Extrait:
· · · · · · ·
CINQ SIÈCLES D'EXPROPRIATIONS ET DE RÉSISTANCES
Les Mapuches chiliens tués à petit feu
Par JAIME MASSARDO
Coauteur, avec Alberto Suarez, de Civilisation la tino-américaine. Notes de cours, Ellipses, Paris, 1999.


AVEC ténacité, le gouvernement chilien multiplie les pressions sur l'Espagne et la Grande-Bretagne pour éviter au général Pinochet le procès qui lui est justement promis. Geste de mauvaise humeur à l'égard de Madrid, le président Eduardo Frei, soutenu par son homologue argentin Carlos Menem, a menacé de ne pas participer au IXe Sommet ibéro-américain prévu les 15 et 16 novembre à Cuba. La mansuétude de la Concertation au pouvoir ne va cependant pas jusqu'à s'appliquer aux acteurs du mouvement social. Ainsi les mobilisations des Indiens Mapuches, livrés aux appétits des firmes nationales et internationales, sont-elles impitoyablement réprimées.

 

 






« Porcs », « chiens », « Indiens de merde », « fils de pute d'Indien »... Les méthodes et le langage des forces spéciales de police et des carabiniers chiliens n'ont guère évolué depuis certain jour de septembre 1973 où fut renversé le président Salvador Allende et où furent emprisonnés des milliers de militants de l'Unité populaire. En deux jours, les 18 et 19 février 1999, quarante-trois Indiens Mapuches, militants écologistes et étudiants qui les soutenaient sont arrêtés dans les provinces de Bío Bío et de Traiguen. La brutale répression qui a précédé, dans sa quête de supposés « terroristes », a laissé plus de trente blessés, dont certains dans un état grave. En mars, la situation s'aggrave. Environ cent arrestations, une dizaine de blessés et des pertes estimées à plusieurs milliers de dollars suivent les opérations combinées des corps de carabiniers et de gardes privés d'entreprises forestières qui entendent régler à leur manière la revendication des Mapuches sur leurs territoires ancestraux. Président de la Corporation du bois, M. José Ignacio Letamendi déclare catégoriquement : « Sous aucun prétexte, et quelles que soient les circonstances, nous ne rendrons la terre aux Mapuches qui sont incapables de la cultiver  (1) »
· · · · · · ·
Données fournies:
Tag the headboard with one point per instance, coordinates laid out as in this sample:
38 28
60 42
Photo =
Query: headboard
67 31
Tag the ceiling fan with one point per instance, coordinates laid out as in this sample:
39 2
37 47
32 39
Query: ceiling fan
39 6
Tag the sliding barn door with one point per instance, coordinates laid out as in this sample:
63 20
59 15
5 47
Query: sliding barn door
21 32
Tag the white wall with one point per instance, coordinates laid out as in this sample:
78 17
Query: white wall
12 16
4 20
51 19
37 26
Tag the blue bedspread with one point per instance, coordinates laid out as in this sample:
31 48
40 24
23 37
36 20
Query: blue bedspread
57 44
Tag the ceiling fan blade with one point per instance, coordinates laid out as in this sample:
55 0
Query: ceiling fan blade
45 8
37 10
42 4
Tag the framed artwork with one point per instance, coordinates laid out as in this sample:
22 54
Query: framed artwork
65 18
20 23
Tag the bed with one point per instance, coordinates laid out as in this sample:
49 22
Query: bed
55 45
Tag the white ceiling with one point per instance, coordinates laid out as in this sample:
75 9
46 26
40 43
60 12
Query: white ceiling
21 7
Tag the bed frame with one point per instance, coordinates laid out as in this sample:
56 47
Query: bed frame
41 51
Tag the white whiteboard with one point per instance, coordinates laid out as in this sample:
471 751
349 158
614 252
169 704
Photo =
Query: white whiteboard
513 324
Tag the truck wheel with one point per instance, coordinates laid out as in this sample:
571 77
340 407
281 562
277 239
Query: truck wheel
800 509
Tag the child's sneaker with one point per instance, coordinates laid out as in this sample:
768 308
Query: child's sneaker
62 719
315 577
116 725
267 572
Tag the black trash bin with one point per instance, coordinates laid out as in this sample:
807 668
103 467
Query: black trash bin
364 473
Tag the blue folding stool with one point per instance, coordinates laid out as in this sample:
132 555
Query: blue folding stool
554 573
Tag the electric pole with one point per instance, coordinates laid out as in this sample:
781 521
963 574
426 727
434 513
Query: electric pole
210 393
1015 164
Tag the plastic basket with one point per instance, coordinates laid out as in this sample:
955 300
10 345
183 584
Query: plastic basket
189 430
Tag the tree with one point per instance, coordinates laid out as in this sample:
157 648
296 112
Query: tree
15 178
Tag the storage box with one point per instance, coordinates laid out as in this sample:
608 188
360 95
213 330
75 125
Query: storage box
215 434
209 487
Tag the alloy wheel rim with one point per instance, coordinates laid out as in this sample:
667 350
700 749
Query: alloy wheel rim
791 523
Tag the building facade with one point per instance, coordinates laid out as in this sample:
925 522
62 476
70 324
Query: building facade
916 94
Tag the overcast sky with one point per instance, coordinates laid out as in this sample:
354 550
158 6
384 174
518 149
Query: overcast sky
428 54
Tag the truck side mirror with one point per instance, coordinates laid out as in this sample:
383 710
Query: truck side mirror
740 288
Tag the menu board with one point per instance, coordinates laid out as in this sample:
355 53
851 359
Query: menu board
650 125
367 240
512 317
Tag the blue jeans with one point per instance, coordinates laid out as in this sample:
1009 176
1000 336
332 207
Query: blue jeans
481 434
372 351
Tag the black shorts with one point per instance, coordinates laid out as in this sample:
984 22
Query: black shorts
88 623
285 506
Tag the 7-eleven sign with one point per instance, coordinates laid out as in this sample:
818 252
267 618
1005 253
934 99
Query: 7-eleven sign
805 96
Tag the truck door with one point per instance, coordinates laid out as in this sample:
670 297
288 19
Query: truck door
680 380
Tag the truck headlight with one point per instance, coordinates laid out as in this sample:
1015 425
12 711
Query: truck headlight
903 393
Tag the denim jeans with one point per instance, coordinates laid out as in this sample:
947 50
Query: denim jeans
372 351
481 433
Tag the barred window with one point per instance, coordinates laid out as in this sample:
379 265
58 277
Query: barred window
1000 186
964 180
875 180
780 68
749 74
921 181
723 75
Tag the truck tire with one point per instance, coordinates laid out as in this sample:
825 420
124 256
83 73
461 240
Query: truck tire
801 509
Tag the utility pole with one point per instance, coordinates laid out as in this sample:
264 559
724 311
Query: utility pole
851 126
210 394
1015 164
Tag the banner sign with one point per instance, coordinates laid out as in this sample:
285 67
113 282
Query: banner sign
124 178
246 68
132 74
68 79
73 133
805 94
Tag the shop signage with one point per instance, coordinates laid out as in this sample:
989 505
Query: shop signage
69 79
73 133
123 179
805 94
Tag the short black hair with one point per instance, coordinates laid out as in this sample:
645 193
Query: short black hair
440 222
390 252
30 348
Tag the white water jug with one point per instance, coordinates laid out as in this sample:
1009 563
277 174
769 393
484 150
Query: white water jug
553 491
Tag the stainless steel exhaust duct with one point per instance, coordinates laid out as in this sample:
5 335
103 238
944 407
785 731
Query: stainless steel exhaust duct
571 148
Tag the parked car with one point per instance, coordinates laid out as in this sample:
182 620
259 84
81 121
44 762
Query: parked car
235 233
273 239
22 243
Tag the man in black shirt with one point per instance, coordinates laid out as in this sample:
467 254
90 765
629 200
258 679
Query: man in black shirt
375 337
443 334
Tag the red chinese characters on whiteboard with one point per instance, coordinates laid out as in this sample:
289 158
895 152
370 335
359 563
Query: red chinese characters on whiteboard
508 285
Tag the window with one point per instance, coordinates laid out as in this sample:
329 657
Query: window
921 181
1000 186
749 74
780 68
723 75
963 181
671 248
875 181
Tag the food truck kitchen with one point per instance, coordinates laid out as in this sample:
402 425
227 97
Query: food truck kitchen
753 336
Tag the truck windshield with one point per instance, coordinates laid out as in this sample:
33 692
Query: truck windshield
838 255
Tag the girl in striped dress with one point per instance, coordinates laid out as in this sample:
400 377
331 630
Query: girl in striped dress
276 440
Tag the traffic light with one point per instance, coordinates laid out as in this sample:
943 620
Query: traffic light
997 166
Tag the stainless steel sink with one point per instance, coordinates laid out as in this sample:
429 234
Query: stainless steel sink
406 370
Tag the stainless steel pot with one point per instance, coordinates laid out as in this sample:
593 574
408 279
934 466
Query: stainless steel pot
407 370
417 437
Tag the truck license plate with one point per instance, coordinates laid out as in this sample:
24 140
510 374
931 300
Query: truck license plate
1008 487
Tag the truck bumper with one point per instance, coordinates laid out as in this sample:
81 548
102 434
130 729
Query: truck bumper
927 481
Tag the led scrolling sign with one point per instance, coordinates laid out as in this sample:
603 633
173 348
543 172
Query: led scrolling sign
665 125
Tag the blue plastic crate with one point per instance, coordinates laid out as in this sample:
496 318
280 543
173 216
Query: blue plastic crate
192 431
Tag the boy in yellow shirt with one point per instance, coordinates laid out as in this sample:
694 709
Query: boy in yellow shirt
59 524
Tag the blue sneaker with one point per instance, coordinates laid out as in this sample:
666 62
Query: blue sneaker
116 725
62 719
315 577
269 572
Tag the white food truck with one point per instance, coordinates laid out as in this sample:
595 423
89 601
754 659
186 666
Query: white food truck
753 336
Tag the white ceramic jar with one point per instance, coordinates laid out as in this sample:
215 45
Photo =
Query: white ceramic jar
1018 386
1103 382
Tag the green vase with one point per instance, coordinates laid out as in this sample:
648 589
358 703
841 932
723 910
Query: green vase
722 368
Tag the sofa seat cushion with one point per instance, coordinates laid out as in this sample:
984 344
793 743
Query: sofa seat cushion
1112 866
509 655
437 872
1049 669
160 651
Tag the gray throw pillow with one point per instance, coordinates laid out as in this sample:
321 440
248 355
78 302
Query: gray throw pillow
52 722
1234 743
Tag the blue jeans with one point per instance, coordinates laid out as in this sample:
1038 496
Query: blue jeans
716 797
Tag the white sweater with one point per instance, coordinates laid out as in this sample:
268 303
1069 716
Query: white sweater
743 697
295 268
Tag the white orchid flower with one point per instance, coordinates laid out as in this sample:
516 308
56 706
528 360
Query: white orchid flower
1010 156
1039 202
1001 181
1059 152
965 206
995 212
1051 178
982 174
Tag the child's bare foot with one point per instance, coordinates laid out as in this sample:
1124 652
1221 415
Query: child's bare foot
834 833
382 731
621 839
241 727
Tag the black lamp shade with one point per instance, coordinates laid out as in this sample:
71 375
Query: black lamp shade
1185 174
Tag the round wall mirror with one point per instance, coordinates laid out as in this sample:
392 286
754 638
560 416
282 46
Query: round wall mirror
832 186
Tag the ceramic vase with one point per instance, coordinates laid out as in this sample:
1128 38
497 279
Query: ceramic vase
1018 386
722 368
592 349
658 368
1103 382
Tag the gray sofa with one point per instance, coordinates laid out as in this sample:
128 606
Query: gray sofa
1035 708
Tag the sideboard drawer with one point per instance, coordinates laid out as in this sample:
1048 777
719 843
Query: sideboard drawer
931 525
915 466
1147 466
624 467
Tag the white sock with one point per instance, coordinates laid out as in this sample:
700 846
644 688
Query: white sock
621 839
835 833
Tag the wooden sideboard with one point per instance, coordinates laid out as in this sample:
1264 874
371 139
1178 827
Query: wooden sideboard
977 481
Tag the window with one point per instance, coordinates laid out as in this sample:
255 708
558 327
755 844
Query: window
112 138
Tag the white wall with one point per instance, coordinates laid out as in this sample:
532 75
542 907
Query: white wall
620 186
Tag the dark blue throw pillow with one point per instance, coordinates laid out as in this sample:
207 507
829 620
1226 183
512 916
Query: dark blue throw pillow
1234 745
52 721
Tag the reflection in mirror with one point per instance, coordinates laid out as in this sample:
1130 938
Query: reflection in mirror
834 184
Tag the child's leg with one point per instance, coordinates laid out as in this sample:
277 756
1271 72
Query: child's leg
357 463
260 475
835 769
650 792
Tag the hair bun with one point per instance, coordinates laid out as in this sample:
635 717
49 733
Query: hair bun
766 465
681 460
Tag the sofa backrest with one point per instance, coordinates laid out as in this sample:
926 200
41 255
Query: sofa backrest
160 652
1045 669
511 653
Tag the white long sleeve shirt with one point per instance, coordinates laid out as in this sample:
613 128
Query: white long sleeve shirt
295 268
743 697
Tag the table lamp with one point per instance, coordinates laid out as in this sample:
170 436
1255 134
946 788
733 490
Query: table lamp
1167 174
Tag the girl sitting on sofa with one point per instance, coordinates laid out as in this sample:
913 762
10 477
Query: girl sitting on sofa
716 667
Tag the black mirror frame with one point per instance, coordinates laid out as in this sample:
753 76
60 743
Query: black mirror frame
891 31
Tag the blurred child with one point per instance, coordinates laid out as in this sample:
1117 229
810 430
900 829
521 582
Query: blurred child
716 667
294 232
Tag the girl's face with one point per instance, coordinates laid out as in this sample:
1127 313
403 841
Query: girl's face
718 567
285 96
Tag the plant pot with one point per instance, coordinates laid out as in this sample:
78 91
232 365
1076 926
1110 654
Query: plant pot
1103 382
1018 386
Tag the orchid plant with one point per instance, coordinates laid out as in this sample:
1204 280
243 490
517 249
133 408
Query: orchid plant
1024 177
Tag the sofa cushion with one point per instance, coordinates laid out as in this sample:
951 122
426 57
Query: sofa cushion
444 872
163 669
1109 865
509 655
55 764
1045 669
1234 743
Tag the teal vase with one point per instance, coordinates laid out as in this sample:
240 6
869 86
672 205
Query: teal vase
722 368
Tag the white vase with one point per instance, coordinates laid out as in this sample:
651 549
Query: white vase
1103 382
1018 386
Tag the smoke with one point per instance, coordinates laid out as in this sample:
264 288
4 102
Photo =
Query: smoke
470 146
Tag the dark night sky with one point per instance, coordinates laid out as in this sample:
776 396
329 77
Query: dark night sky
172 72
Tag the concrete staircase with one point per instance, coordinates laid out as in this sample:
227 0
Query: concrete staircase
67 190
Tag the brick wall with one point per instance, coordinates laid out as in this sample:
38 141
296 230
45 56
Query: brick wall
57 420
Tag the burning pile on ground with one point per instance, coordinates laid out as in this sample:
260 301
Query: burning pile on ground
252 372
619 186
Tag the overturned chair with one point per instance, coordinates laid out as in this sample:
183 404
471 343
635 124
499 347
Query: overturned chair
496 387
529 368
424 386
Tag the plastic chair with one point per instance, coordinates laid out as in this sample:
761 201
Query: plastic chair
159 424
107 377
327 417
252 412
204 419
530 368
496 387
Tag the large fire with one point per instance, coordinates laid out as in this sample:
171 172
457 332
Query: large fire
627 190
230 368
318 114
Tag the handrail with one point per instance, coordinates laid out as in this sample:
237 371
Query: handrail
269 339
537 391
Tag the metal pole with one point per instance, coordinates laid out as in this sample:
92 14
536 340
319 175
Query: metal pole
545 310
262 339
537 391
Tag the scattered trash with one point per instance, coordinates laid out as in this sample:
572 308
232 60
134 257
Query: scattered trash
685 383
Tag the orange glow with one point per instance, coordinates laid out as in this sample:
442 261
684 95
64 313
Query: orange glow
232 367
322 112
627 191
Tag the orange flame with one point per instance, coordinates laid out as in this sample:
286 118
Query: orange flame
· · · · · · ·
Exercice A:
Répondez aux questions suivantes à partir de l'article sur les Mapuches :
(i) Quel président a soutenu Eduardo Frei dans sa menace de ne pas participer au IXe Sommet ibéro-américain ?
(ii) Combien de personnes ont été arrêtées les 18 et 19 février 1999 ?
(iii) Qui préside la Corporation du bois ?
Exercice B: Disposez en liste numérotée les lignes de données, depuis celle qui contient « Tag the orange glow » jusqu'à la dernière de ces lignes incluse, sans les lignes vides.
L'article sur les Mapuches et les lignes de données n'ont aucun rapport entre eux.

Corrigé A:
(i) Carlos Menem, président argentin.
(ii) Quarante-trois personnes.
(iii) M. José Ignacio Letamendi.

Corrigé B:
1. Tag the orange glow with one point per instance, coordinates laid out as in this sample:
2. 442 261
3. 684 95
4. 64 313
5. Query: orange glow
6. 232 367
7. 322 112
8. 627 191
9. Tag the orange flame with one point per instance, coordinates laid out as in this sample:
10. 286 118
11. Query: orange flame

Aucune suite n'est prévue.